_Assignment_. An exact reproduction of all the entries below is required.

○ ○ ○ ○ ○

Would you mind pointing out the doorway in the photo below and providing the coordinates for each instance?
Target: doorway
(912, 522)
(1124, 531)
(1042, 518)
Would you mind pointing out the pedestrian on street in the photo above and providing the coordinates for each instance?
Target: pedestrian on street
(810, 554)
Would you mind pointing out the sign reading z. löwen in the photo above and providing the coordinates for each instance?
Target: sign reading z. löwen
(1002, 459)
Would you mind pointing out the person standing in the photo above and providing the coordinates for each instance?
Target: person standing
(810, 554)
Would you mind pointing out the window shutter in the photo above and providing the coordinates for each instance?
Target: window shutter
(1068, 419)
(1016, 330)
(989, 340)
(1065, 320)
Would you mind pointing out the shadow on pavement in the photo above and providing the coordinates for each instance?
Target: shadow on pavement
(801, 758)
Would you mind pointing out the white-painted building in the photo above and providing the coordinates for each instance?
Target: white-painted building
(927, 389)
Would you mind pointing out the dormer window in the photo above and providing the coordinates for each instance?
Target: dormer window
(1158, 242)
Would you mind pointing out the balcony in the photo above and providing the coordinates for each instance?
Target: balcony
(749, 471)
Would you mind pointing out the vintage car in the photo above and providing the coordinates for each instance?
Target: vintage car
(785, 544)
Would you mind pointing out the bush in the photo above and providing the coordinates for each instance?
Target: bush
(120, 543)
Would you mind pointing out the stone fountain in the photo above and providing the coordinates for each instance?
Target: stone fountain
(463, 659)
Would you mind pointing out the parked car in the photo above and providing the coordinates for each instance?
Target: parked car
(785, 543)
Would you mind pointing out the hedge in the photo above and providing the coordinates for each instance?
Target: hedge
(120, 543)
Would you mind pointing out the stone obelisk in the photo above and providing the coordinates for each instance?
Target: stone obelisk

○ ○ ○ ○ ○

_Solution to this task_.
Would you mind pointing out the doorway in the photo below and providing the coordinates for each instance?
Target: doorway
(912, 522)
(1124, 531)
(1042, 518)
Would you mind pointing out the pedestrian on street in the photo above and providing the coordinates for each instance?
Target: pedestrian on street
(810, 554)
Would you mind pointing out the sign reading z. löwen in the photo above and providing the coordinates for each instance?
Target: sign reading z. löwen
(1002, 459)
Would you mind pointing out the person standing in the photo above and providing the coordinates for each instance?
Target: person standing
(810, 554)
Would you mind pointing out the window shutter in the photo above and providing the coordinates for each instance?
Target: window shutter
(1068, 419)
(1016, 330)
(989, 340)
(1065, 320)
Would you mind pointing out the shadow on pavement in the photo above and providing the coordinates for each instance?
Target: shadow on pavement
(801, 758)
Would you mind pointing out the white-painted building in the photo above and providing the coordinates for each instance?
Target: white-painted building
(927, 389)
Would you mind pointing out the dormer window in the photo above and providing the coordinates for each instance?
Target: dormer window
(1158, 242)
Would you mind pointing out the balcony in the photo above and providing the coordinates for each instance?
Target: balcony
(749, 471)
Would you mind pointing out the vintage car in the photo above and providing the coordinates for each instance?
Target: vintage car
(785, 544)
Would you mind pointing out the bush in the photo above and providing the coordinates for each instance?
Target: bush
(120, 543)
Would you mind pointing out the stone fountain in the photo above and providing the coordinates for each instance?
Target: stone fountain
(463, 659)
Would you mind pointing out the parked car in the photo above and providing the coordinates for each instance?
Target: parked car
(785, 543)
Would you mind pointing out the hedge in the photo above and providing the coordinates for each instance?
Target: hedge
(120, 543)
Would you mind pointing out the stone obelisk in the photo above and providing the coordinates for each instance?
Target: stone obelisk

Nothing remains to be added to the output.